Exercise instructions:
1/ From the account of a week at Guy's and St Thomas's, list the units within the Emergency Department that the writer names.
2/ In the account of a week at Guy's and St Thomas's, where did the writer spend the first half of the week?
3/ Continue the account of the week at Guy's and St Thomas's from its last sentence.

Text segment:

· · · ·

Five days connecting felt like five weeks – such was the pace and variety of experiences during my time at Guy’s and St Thomas’s.
My contact with the service was essentially two parts of a care pathway – stretching from the care provided to people coming into St Thomas’s busy A&E to the services provided in the community allowing patients recently discharged from hospital to settle back into their homes.
I spent the first half of the week in the Emergency Department, including at the Emergency Medical and Resuscitation Units and the Urgent Care Centre. I shadowed the work of the nurses on the front desk triaging people arriving – from the overly stoical patient who had struggled in unassisted with a serious kidney complaint to the elderly woman who came in by ambulance for a back twinge, and who needed no more than a check-up with the in-house GP.

· · · ·

Available data:
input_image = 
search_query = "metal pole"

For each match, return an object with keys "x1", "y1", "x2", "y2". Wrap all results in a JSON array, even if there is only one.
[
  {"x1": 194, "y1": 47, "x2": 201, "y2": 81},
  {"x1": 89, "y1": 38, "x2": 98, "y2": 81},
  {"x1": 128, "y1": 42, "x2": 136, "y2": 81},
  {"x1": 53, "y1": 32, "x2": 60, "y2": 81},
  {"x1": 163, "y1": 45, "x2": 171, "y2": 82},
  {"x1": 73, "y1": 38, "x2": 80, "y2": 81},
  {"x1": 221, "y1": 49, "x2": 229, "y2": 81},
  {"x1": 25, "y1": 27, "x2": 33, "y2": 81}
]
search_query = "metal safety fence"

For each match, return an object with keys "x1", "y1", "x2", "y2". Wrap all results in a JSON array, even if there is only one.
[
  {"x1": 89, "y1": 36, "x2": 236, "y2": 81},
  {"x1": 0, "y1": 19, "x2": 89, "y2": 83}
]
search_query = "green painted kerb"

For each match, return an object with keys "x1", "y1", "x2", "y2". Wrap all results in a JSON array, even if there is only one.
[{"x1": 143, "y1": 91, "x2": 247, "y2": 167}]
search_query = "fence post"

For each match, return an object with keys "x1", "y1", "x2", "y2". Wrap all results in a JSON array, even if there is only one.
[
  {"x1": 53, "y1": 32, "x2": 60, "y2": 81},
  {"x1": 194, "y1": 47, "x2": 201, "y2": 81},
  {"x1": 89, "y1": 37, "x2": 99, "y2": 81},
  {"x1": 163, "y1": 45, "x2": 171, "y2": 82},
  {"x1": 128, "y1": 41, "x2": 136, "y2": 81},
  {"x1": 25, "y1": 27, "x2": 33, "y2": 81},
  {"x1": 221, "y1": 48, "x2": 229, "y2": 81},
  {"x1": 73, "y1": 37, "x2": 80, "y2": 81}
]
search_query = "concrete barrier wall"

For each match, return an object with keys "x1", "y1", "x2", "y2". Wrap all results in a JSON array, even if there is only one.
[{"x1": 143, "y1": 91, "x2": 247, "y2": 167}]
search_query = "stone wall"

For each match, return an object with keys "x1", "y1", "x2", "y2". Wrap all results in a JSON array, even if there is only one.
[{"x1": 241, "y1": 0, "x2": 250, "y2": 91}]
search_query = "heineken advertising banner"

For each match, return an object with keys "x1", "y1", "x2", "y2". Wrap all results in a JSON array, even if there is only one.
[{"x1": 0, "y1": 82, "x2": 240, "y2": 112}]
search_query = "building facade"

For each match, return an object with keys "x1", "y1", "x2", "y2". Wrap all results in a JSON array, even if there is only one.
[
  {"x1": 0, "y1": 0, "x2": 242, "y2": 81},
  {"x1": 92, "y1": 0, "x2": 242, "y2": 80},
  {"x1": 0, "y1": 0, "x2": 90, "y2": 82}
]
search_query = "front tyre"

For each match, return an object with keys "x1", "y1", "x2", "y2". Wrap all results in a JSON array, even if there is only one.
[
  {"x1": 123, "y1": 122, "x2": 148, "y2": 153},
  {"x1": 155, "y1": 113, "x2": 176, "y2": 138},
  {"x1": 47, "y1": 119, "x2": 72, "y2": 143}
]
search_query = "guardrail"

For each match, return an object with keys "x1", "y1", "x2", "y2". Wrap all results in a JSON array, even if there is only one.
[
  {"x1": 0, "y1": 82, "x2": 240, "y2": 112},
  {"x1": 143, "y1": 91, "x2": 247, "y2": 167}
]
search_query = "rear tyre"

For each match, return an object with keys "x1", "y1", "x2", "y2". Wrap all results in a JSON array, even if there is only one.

· · · ·

Answers to the exercises:
1/
Emergency Medical Unit
Resuscitation Unit
Urgent Care Centre

2/ In the Emergency Department.

3/
Many patients moved into the Emergency Medical Unit, where the team of consultants and nurses worked meticulously through a relentless procession of patients who would either become a hospital admission, or be discharged within a few hours. Many were elderly, and many could be described as regular attendees (including one patient who was checked into the emergency ward for the 217th time). There was also a steady stream of younger adults with drink and drug problems, and a noticeable number of people with mental health issues.
Rapid response in the community
The second half of the week focused on the other half of the care pathway, working with a community support rapid response team in south London. The team helps those discharged from hospital to adapt to their health conditions at home during the first six weeks, or takes referrals from GPs for those needing support. The skills deployed by community teams ranged from providing nursing and re-enablement services to also helping families adapt to changed and challenging circumstances. The impact of loneliness and a positive mental attitude on the prognosis for elderly people returning home was striking.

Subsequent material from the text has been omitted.